(EXERCISE TASK A): Reproduce the part of the Shin-Soo Choo analysis starting with "The questions then" and going on through "him daily anyway.".
(EXERCISE TASK B): According to the Shin-Soo Choo analysis, how many times was Choo hit by a pitch last season?
(EXERCISE TASK C): List the players the Shin-Soo Choo analysis names in the projected lineup that will hit behind Choo in Texas.

** Start PAGE EXTRACT **

While Fielder languished in Detroit, Choo flourished in Cincinnati. The Korea native embraced a move to center field and the leadoff position as warmly as one joining a new team and entering a contract year could. Along the way, he posted the second-best OBP in the National League, trailing only former teammate Joey Votto. Of course, there is something to be said for how Choo did it. Although he's always walked at a good rate and been struck by a fair number of pitches, last season he took both to new heights. In fact, his 26 HBP were the most since Chase Utley was pegged with 27 pitches in 2008.
The good new for the Rangers is, should Choo see his walk and hit-by-pitch rates regress, he can cover with other skills. Choo possesses one of the best all-around offensive games in the league, and has the ability to hit for better-than-norm batting averages and slugging percentages. Additionally, he's a threat to hit 20 home runs and swipe 20 bags in a season, something he's already done three times.
The questions then are not whether Choo will hit, but where he'll play and where he'll bat against left-handed pitching. Presumably Ron Washington plans on sliding Choo back to a corner position, likely left field, where his arm cancels out some of his range-based deficiencies. Unfortunately, hiding Choo's bat against southpaws is a tougher dilemma. It is perhaps worth noting that Choo's issues against lefties—he has a .241 multiyear True Average versus them—stem not from a poor OBP, but rather no proven ability to hit for average or power against same-side pitching. Given that Choo has still managed to get on base more than 33 percent of the time, it's possible the Rangers suck it up and play him daily anyway.
There is risk here that the final year or two won't be pretty. That's the case with every seven-year deal, however. What's more concerning is what the Rangers will do in three or four years' time, should both Choo and Fielder's gloves demand the DH spot. That's a possibility Daniels and the Rangers have likely thought about already. For now, Choo should give Texas another middle-of-the-order bat, one capable of helping to replace Josh Hamilton and, perhaps, Nelson Cruz. —R.J. Anderson
Sure, Arlington no longer plays like the launching pad it used to and the AL is the harder league to move to, but Shin-Soo Choo’s stock goes up as he joins a formidable lineup in Texas. Choo’s ability to get on base (.423 OBP in 2013) will be maximized by the projected lineup of Elvis Andrus, Prince Fielder and Adrian Beltre hitting behind him. He scored 107 runs last year and I would anticipate that number holding in 2014. Choo will also benefit from hitting behind a nonpitcher in the American League. In 2013 Choo hit lead off in 143 games under Dusty Baker and I would expect Ron Washington to use him similarly. There is a red flag to keep in mind: Choo hit .215/.347/.265 in 221 PAs against lefties last year. It’s a trend that started in 2012 and looks to get worse as he ages. Still, Choo should be a highly sought-after outfielder in every format in 2014. Plate discipline tends to age well.

** End PAGE EXTRACT **
** Start DATA SHOWN **

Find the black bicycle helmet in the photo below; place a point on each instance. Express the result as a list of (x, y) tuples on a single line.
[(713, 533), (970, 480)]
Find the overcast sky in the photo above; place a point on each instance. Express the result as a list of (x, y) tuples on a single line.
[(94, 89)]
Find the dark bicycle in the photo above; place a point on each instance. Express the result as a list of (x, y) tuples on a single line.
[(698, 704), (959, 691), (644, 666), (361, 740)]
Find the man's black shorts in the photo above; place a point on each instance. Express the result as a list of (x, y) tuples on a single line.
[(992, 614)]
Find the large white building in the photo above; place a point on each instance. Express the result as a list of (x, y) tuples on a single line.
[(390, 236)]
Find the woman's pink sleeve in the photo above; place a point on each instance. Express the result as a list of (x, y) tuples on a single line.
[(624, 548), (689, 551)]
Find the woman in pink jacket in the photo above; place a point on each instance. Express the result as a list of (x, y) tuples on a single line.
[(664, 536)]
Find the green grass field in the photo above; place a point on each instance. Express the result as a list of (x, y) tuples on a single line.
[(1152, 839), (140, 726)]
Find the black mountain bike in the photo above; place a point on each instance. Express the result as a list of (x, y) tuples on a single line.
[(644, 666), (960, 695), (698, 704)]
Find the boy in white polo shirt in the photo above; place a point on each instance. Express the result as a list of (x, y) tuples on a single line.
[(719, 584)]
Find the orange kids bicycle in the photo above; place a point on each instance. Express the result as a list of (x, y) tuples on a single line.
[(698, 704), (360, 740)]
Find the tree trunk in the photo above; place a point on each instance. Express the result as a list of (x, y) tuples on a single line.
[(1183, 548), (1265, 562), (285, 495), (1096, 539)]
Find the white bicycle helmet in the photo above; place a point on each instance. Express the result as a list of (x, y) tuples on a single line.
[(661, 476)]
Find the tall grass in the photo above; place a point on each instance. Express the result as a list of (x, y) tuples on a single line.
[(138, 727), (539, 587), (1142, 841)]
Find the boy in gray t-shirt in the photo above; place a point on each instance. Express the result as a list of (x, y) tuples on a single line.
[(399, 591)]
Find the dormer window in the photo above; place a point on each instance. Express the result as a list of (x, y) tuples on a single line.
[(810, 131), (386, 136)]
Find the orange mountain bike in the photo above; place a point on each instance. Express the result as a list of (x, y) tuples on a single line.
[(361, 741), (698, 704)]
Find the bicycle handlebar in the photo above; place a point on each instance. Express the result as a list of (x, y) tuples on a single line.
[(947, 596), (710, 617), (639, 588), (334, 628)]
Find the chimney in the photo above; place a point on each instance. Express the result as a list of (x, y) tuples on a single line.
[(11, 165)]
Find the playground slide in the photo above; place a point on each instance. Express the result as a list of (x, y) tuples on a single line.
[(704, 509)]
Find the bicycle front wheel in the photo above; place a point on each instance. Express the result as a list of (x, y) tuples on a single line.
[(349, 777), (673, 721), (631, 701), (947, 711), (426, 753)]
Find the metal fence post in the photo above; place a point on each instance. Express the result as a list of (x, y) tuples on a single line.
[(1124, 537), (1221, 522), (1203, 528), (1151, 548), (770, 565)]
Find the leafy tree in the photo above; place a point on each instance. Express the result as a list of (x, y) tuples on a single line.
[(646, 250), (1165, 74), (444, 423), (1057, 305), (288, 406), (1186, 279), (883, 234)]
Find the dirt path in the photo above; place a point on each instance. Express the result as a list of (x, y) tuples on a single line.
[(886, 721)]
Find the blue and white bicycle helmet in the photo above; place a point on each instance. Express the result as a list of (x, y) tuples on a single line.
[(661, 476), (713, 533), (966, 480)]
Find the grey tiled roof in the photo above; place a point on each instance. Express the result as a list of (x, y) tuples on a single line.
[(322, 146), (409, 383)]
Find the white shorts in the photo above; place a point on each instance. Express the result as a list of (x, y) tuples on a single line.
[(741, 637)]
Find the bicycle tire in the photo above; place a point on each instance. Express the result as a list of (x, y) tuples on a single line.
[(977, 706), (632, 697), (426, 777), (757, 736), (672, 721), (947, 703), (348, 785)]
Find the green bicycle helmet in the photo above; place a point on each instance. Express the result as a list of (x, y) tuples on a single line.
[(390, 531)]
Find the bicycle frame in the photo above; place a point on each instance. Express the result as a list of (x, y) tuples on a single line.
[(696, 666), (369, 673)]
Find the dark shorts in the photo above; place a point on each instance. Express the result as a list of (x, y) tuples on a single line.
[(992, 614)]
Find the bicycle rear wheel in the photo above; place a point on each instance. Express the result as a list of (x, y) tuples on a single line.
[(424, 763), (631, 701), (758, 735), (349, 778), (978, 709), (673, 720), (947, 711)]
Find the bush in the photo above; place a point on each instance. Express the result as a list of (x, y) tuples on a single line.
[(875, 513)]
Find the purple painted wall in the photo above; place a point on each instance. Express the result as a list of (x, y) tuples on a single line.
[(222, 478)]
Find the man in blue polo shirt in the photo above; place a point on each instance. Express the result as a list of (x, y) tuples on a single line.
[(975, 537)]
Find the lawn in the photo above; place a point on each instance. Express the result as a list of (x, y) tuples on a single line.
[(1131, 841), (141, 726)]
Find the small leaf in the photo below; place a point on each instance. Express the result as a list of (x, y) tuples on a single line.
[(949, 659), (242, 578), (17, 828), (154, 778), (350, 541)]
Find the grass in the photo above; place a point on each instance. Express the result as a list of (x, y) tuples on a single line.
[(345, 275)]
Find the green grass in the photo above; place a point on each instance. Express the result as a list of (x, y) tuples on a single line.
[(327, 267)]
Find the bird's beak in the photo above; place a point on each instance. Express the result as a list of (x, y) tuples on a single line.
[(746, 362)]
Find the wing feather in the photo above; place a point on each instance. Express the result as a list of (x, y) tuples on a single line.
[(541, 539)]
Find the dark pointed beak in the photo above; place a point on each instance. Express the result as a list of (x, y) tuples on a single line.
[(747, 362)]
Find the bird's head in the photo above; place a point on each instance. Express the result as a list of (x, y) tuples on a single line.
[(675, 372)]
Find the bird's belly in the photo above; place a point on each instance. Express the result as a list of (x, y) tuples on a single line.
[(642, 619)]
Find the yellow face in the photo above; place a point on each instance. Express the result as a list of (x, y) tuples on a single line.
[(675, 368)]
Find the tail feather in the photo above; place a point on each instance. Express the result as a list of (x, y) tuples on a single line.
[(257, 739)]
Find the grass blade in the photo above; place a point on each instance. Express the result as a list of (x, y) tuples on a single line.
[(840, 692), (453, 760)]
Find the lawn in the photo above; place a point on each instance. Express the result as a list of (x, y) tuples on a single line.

** End DATA SHOWN **

(FULL OUTPUT A):
The questions then are not whether Choo will hit, but where he'll play and where he'll bat against left-handed pitching. Presumably Ron Washington plans on sliding Choo back to a corner position, likely left field, where his arm cancels out some of his range-based deficiencies. Unfortunately, hiding Choo's bat against southpaws is a tougher dilemma. It is perhaps worth noting that Choo's issues against lefties—he has a .241 multiyear True Average versus them—stem not from a poor OBP, but rather no proven ability to hit for average or power against same-side pitching. Given that Choo has still managed to get on base more than 33 percent of the time, it's possible the Rangers suck it up and play him daily anyway.

(FULL OUTPUT B): 26 times.

(FULL OUTPUT C): Elvis Andrus, Prince Fielder, Adrian Beltre